Instructions for the task: All records below are to be transcribed exactly, with every picture left out.
━━━━━━━━
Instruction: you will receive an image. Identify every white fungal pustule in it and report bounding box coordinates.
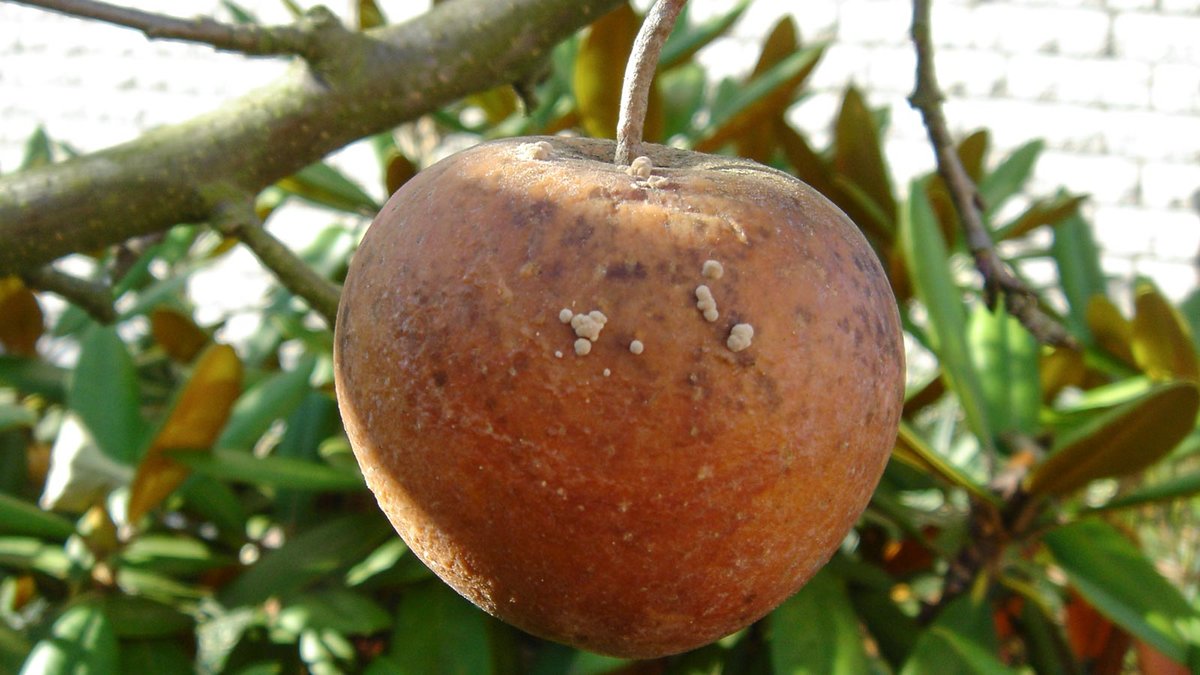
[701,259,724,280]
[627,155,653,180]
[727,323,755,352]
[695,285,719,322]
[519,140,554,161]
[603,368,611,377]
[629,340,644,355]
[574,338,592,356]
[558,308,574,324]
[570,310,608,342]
━━━━━━━━
Exercise solution:
Instruction: you will receive an image. Identify every white fungal pustule in it and report bounding box coordinates.
[701,259,724,280]
[627,155,653,180]
[727,323,755,352]
[695,285,719,322]
[519,140,554,161]
[603,368,611,377]
[629,340,644,355]
[574,338,592,356]
[558,308,574,324]
[570,310,608,342]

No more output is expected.